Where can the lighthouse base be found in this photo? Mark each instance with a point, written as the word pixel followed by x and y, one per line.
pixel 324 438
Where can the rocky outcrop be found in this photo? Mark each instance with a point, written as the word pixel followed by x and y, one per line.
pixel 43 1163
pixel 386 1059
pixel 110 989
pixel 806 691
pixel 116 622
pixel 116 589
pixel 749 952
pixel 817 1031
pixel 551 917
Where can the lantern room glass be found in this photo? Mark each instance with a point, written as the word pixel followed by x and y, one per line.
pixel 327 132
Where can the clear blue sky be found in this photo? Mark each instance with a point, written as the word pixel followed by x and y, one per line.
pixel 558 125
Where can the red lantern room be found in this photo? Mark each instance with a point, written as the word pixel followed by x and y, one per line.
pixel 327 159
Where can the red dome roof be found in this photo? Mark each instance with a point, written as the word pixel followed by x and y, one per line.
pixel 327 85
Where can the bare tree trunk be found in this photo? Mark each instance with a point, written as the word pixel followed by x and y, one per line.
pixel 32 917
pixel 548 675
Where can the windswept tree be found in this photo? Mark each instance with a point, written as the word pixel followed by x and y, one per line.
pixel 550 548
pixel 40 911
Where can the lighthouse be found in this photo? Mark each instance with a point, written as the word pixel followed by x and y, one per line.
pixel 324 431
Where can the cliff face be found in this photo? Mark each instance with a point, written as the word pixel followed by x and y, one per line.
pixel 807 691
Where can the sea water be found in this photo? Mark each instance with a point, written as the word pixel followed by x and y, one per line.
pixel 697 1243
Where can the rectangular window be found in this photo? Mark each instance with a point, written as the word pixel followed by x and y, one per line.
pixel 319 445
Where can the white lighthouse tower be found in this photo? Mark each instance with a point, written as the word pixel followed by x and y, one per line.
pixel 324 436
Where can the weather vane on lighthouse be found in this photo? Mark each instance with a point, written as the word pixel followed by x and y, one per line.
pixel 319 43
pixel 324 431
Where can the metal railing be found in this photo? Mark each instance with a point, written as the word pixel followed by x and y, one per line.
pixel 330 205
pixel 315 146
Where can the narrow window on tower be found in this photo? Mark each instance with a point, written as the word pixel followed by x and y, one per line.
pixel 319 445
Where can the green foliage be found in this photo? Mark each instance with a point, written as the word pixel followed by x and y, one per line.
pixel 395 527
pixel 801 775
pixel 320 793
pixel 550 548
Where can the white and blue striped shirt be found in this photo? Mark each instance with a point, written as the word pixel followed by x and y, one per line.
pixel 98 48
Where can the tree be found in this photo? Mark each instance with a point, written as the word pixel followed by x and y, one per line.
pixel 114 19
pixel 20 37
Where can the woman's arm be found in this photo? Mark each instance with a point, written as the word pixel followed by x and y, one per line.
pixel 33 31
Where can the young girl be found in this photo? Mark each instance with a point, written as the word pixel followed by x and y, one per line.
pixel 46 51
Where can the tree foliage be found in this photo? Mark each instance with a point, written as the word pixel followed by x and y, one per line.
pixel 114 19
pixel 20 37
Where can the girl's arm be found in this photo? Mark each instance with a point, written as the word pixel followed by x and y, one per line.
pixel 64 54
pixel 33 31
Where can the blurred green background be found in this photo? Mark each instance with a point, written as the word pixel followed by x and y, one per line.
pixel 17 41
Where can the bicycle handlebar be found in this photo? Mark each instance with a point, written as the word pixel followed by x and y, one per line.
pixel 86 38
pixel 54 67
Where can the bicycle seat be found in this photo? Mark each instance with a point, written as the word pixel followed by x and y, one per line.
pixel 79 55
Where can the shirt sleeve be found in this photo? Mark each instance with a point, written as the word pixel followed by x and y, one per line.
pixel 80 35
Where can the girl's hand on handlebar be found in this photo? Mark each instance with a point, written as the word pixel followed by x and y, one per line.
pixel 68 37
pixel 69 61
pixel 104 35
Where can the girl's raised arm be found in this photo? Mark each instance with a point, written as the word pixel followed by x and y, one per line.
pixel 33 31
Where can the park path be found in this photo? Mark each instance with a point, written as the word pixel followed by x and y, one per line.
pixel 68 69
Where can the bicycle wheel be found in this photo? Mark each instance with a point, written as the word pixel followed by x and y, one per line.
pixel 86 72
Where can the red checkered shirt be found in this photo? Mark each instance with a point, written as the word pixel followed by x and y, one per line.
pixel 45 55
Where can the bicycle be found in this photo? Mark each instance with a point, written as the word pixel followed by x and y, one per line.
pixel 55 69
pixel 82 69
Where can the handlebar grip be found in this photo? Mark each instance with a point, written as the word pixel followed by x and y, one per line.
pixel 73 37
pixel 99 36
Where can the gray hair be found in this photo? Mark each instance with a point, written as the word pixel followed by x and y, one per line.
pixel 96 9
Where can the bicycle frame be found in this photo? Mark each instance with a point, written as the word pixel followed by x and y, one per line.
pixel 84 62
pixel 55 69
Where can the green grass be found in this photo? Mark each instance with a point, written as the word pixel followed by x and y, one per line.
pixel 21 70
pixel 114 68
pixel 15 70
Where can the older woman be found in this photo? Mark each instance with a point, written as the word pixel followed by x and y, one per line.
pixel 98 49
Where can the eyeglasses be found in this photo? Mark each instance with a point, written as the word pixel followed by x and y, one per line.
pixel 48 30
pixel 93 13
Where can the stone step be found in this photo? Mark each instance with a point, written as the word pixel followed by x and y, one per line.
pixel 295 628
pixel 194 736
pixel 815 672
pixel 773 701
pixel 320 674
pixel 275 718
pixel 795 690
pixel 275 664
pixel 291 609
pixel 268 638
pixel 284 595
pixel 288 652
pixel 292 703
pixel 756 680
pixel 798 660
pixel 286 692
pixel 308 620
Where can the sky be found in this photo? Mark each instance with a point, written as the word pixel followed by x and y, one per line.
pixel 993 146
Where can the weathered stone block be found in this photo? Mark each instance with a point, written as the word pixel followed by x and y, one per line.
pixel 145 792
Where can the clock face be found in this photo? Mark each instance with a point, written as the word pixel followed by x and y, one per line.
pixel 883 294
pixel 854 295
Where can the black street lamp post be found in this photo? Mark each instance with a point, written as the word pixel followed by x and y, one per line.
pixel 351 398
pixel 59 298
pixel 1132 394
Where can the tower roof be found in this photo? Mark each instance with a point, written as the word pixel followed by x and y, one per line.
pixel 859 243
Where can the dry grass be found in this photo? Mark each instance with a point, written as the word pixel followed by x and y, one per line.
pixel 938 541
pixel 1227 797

● 과제 목표
위 데이터 전체에서 "one per line"를 "one per row"로 갱신하여 다시 작성하라. 그 밖의 부분은 바꾸지 않는다.

● 풀이 답안
Where can the lighthouse base be found in this photo? Mark each instance with a point, written as the word pixel followed by x and y, one per row.
pixel 324 438
Where can the rocky outcrop be found in this photo? Mark each instance with a point, written as the word pixel followed by x and y, one per row.
pixel 43 1163
pixel 386 1059
pixel 110 989
pixel 806 691
pixel 116 622
pixel 116 589
pixel 749 952
pixel 817 1031
pixel 551 917
Where can the lantern room glass be found in this photo? Mark each instance with a point, written as the word pixel followed by x and y, one per row.
pixel 327 132
Where can the clear blue sky be found in this photo? Mark each instance with a point, written as the word pixel followed by x and y, one per row.
pixel 558 125
Where can the red lantern room be found in this photo? Mark each instance with a point, written as the word pixel followed by x and y, one per row.
pixel 327 159
Where can the red dome roof be found in this photo? Mark each instance with a point, written as the word pixel followed by x and y, one per row.
pixel 327 85
Where can the bare tree trunk be found in this photo? Mark each instance with a point, written as the word pixel followed by x and y, one per row.
pixel 32 917
pixel 548 675
Where can the windswept tree be found in this photo? Mark each instance with a point, written as the word pixel followed by x and y, one per row.
pixel 550 548
pixel 40 911
Where can the lighthouse be found in this photo? Mark each instance with a point, written as the word pixel followed by x and y, one per row.
pixel 324 431
Where can the cliff face be found in this photo? Mark each instance with a point, written as the word pixel followed by x and y, one per row.
pixel 807 691
Where can the sea water be found in this photo? Mark each instance with a point, written as the word pixel followed by x and y, one per row.
pixel 697 1243
Where can the rectangular window be found in this photo? Mark each instance with a point, written as the word pixel followed by x and y, one per row.
pixel 319 445
Where can the white lighthouse tower be found in this photo? Mark each instance with a point, written as the word pixel followed by x and y, one per row.
pixel 324 436
Where can the weather vane on lighthouse be found in this photo? Mark each instance with a point, written as the word pixel followed by x and y, one per row.
pixel 319 43
pixel 324 431
Where can the metal railing be found in this photo? Mark each instance with a point, written as the word pixel followed by x and y, one per row.
pixel 330 205
pixel 315 146
Where can the narrow window on tower be found in this photo? Mark each instance with a point, written as the word pixel followed by x and y, one per row.
pixel 319 445
Where can the green foliage be found in this photo? Mark each instance with a point, written as the word pixel followed by x and y, one per row.
pixel 395 527
pixel 801 775
pixel 320 793
pixel 550 548
Where can the white and blue striped shirt be found in this photo? Mark each instance with a point, written as the word pixel followed by x and y, one per row.
pixel 98 48
Where can the tree be found in this photo? Mark each instance with a point, written as the word pixel followed by x and y, one per row.
pixel 114 19
pixel 20 37
Where can the woman's arm be found in this photo? Mark each instance with a point, written as the word pixel followed by x and y, one per row.
pixel 33 31
Where can the young girl be found in this photo? Mark each instance with a point, written as the word pixel followed by x and y, one per row.
pixel 46 51
Where can the tree foliage be found in this photo? Mark each instance with a point, written as the word pixel followed by x and y, one per row.
pixel 114 19
pixel 20 37
Where can the girl's arm be found in this photo? Mark each instance with a point, written as the word pixel followed by x and y, one per row.
pixel 64 54
pixel 33 31
Where can the blurred green background be found in this photo? Mark each instance with a point, written as the word pixel followed by x and y, one per row.
pixel 17 41
Where can the bicycle handlebar be found in this photo? Mark each instance with a point, written as the word pixel followed by x and y, one per row.
pixel 86 38
pixel 54 67
Where can the bicycle seat be found in this photo? Mark each instance with a point, written as the word pixel followed by x and y, one per row.
pixel 79 55
Where can the shirt sleeve be found in this photo? Mark each instance with a point, written as the word pixel followed by x and y, one per row.
pixel 80 35
Where can the girl's hand on handlebar be found in this photo? Mark each instance with a point, written as the word pixel followed by x and y, one per row.
pixel 68 37
pixel 69 61
pixel 104 35
Where can the girl's raised arm be found in this photo? Mark each instance with a point, written as the word pixel followed by x and y, one per row.
pixel 33 31
Where can the park path be found in this photo? Mark each instance with a point, written as the word pixel followed by x and y, one per row.
pixel 68 69
Where can the bicycle wheel be found in this photo? Mark each instance with a point, written as the word pixel followed by x and y, one per row.
pixel 86 72
Where can the red checkered shirt be found in this photo? Mark each instance with a point, written as the word pixel followed by x and y, one per row.
pixel 45 55
Where can the bicycle be found in this photo? Mark each instance with a point, written as the word pixel followed by x and y, one per row.
pixel 55 69
pixel 82 69
Where can the handlebar grip be found in this photo? Mark each instance with a point, written as the word pixel followed by x and y, one per row.
pixel 73 37
pixel 99 36
Where can the gray hair be found in this photo? Mark each instance with a point, written as the word pixel followed by x and y, one per row.
pixel 96 9
Where can the bicycle frame be found in this photo? Mark each instance with a point, written as the word pixel followed by x and y, one per row.
pixel 84 62
pixel 55 69
Where can the green grass be found in this photo? Mark each instance with a point, written as the word pixel followed by x and y, one per row.
pixel 21 70
pixel 114 68
pixel 15 70
Where can the older woman be found in this photo? Mark each instance with a point, written as the word pixel followed by x and y, one per row.
pixel 98 49
Where can the eyeglasses be found in this photo? Mark each instance with a point, written as the word pixel followed by x and y, one per row.
pixel 48 30
pixel 93 13
Where can the stone step be found in this photo? Mark each instance with a point, written as the word pixel followed by x and y, one per row.
pixel 295 628
pixel 194 736
pixel 815 672
pixel 773 701
pixel 320 674
pixel 275 718
pixel 795 690
pixel 275 664
pixel 291 609
pixel 268 638
pixel 284 595
pixel 288 652
pixel 292 703
pixel 756 680
pixel 798 660
pixel 286 692
pixel 308 620
Where can the sky be found in this photo? Mark each instance with a point, written as the word pixel followed by x and y, one per row.
pixel 993 146
Where can the weathered stone block be found in this photo? Mark each instance with a point, written as the word pixel followed by x and y, one per row.
pixel 145 792
Where can the clock face be found in this photo? Mark each instance with a point, written as the word pixel followed by x and y, one per row.
pixel 883 294
pixel 854 295
Where can the black street lamp post be found in this photo? Mark each instance with a point, written as the word pixel followed by x and y, one per row.
pixel 351 398
pixel 59 298
pixel 1132 394
Where can the tower roof be found in this photo? Mark each instance with a point, written as the word pixel followed by x and y, one per row.
pixel 859 243
Where can the dry grass be found in this photo? Mark each instance with a point, written as the word pixel followed by x and y, one per row.
pixel 938 541
pixel 1227 797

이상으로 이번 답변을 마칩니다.